§ Prompt: Produce exactly the lines starting at the one containing "For the person in" and ending at the last line of the material, with nothing added.
------ Excerpted data ------
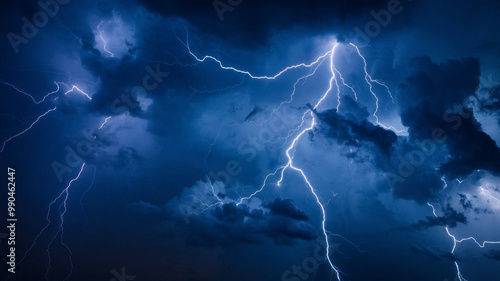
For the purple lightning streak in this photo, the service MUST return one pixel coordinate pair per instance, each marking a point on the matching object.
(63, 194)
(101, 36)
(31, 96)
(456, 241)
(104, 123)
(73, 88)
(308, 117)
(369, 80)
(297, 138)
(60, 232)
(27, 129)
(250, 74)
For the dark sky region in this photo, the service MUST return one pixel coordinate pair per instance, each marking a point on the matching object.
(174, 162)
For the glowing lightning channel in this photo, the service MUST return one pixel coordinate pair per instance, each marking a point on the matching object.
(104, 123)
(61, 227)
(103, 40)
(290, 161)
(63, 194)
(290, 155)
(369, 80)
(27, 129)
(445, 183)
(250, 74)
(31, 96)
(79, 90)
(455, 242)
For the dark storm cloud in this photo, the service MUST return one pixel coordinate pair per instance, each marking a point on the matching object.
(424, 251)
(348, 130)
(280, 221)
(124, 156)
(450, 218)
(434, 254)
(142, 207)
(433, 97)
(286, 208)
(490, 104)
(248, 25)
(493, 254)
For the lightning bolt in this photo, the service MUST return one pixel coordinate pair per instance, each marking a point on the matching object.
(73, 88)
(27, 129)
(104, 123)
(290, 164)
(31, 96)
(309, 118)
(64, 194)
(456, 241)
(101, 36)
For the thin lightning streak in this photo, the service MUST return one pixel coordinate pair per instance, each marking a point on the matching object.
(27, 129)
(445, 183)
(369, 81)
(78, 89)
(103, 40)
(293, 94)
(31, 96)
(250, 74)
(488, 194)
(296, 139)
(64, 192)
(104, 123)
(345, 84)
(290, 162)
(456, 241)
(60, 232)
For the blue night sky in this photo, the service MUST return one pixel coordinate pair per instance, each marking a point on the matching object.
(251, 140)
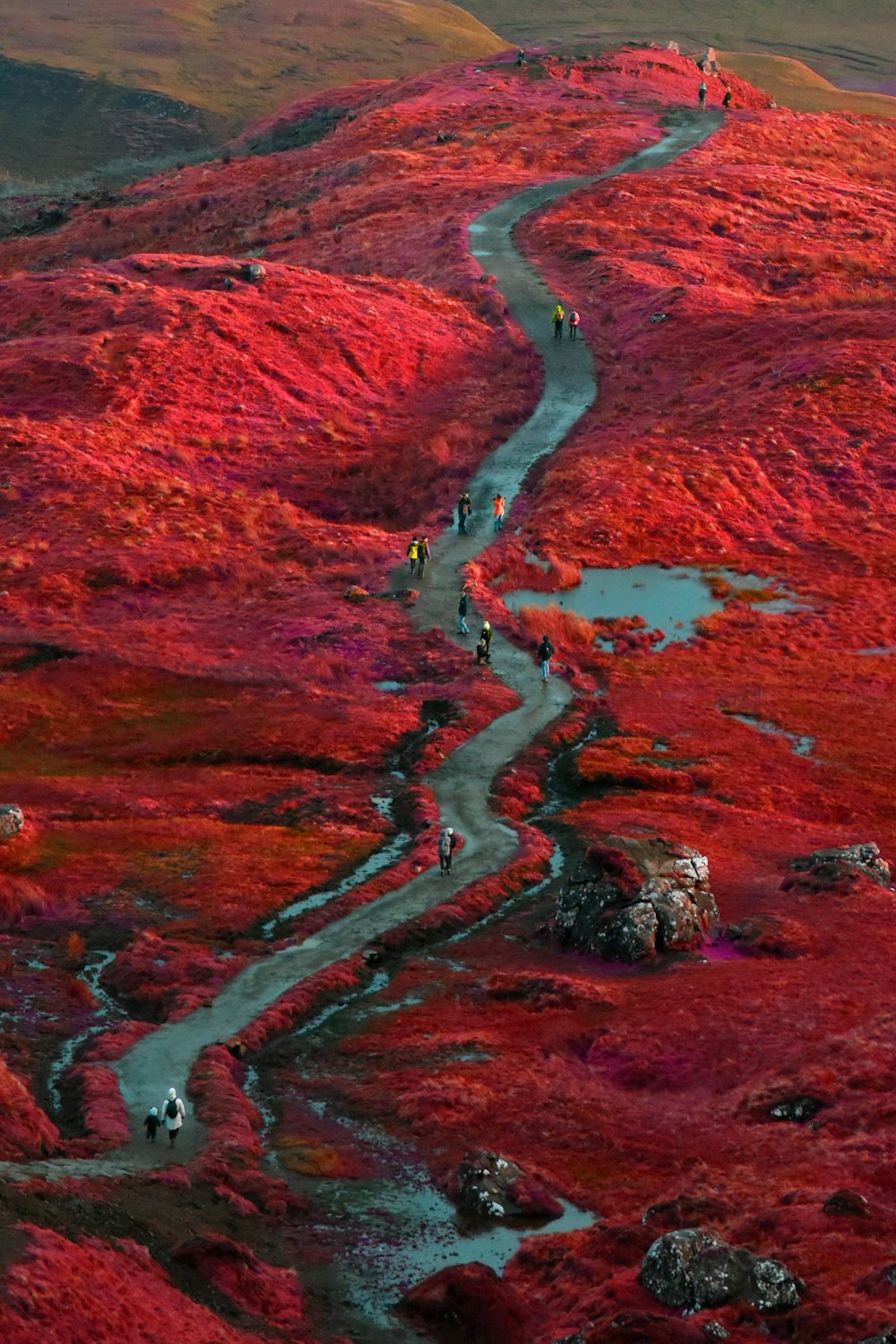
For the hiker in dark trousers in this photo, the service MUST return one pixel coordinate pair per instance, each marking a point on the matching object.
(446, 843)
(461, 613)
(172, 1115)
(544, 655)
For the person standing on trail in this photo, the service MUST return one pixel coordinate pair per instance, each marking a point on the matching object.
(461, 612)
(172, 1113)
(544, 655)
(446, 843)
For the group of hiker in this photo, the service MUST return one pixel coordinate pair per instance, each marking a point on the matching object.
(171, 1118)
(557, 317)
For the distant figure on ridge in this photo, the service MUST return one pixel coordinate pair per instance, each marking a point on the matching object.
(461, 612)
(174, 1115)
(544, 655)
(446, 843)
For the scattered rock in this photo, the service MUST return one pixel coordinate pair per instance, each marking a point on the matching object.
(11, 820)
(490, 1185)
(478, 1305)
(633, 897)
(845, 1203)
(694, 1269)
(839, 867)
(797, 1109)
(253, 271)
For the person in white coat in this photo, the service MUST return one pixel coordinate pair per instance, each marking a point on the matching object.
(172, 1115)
------
§ Answer section:
For the person in white coat in this photo, the service MUST return one pixel coordinate pair per instance, each marking a point on the matching object.
(172, 1115)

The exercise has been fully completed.